Excerpt to read:
— START —

Anyhow, there is no law that requires chocolate to be eaten in egg form so perhaps you would like to consider a cake. After becoming overwhelmed by literally one request and as a service to all mankind, I pull back the curtains on the recipe for…THE UNIVERSAL CAKE THAT EVEN A FIVE YEAR OLD COULD MAKE.
I know this is a fact because I made it at that age according to the original blueprint to the right. I make no apologies for the appalling organisation of this document, I was little.
Right, let us get cracking. I will assume that you have a kitchen with an oven in it and some basic utensils and tools such as a mixing bowl, wooden spoon and a set of scales. If you don’t then shame on you. Go out and buy them. I would show you a picture of what a Pyrex mixing bowl, some scales and a wooden spoon looks like but frankly… call your mother if you need help. It’s probably about time you did anyway.
Now for some ingredients. Let’s first get a sense of scale. Here is a fucking delicious chocolate cake I made a couple of weeks ago.
This cake is huge. It weighs the same as a MacBook Pro. The ingredients listed here will make this cake with various leftovers. Honestly, if you can’t make a delicious cake from this mix, you suck.
Method
- A kilogram of self-raising flour1
- A kilogram of caster sugar (but ordinary granulated is fine)
- Half a kilo of Clover (or butter, but clover is – wait for it – half the saturated fat! Yey! Health cake!)
- Half a dozen or so medium or large free-range eggs
- Some vanilla sugar or vanilla essence
If you want to “chocolate it up”, which of course you will, then get some cocoa powder. You can also add coconut, ground almonds, dried fruit, food colouring or even bees if you wish.
1 Two things: 1) yes, it’s all metric. Like it or lump it, we’re in the 21st century now, folks and 2) get “no-need-to-sift” flour and save yourself a lot of hassle.
How accurate do I need to be?
When I say 200 grams, do I mean it? Well, to within 10 to 15% or so, yes. So don’t worry yourself about a few grams here or a few grams there. Life is too short. Worry instead about how much fruit you’re going to have to eat and how much exercise you’ll need to do to repair the damage your cake is going to do to your organs.
Here is how this recipe works in summary: it’s the egg’s weight in flour, sugar and some buttery stuff all mixed together and cooked at 200 degrees for a “while”. It’ll take you 10-15 minutes to make the cake mix and 22 minutes (for mini-fairy cakes) to around 40 minutes (for a whopping über-cake) to bake and 10 minutes to cool enough to eat immediately. More if you’re icing it.
Now in more detail: Weigh some eggs. Let’s weigh three eggs as that makes about 20 or so fairy cakes or the chocolate layer of the above über-cake. Say that the weight was 200 grams. Now add 200 grams of sugar and clover to the mixing bowl. Beat (that is “stir hard and fast” like you want to give it babies) until these two ingredients are thoroughly mixed. Now prepare 200 grams of the self-raising flour in a separate bowl. Add one of your eggs and about a third of the flour to the existing mix and beat. Repeat until you are out of eggs and flour. If you were making a bigger cake, say a 4 egg cake, the you would add each egg with a quarter of the flour. See? Easy!

— END —

Recorded information:
— START —

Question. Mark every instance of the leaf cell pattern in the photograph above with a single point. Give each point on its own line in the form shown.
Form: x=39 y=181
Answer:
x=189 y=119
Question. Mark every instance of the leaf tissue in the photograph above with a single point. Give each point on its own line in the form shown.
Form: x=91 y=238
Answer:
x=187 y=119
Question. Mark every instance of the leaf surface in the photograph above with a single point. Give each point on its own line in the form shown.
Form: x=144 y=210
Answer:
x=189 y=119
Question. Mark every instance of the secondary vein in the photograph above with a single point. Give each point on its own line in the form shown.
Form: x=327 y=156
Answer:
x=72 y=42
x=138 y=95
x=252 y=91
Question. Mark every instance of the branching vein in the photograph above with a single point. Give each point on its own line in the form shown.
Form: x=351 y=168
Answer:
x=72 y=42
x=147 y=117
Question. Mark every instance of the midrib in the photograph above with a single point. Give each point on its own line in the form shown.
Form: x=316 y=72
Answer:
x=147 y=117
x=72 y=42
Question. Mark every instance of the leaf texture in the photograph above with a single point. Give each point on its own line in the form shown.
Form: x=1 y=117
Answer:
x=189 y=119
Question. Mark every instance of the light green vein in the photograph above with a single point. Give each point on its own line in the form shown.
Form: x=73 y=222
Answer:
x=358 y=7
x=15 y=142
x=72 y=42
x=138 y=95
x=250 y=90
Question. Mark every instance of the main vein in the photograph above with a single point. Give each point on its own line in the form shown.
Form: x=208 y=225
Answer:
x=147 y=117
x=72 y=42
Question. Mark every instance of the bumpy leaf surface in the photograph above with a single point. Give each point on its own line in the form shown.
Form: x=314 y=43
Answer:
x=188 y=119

— END —

Written problem 1:
In the cake recipe, at what temperature is the mix cooked?
Written problem 2:
From the cake recipe, copy word for word the stretch from "When I say 200" through "to your organs.".

Task response 1:
200 degrees.

Task response 2:
When I say 200 grams, do I mean it? Well, to within 10 to 15% or so, yes. So don’t worry yourself about a few grams here or a few grams there. Life is too short. Worry instead about how much fruit you’re going to have to eat and how much exercise you’ll need to do to repair the damage your cake is going to do to your organs.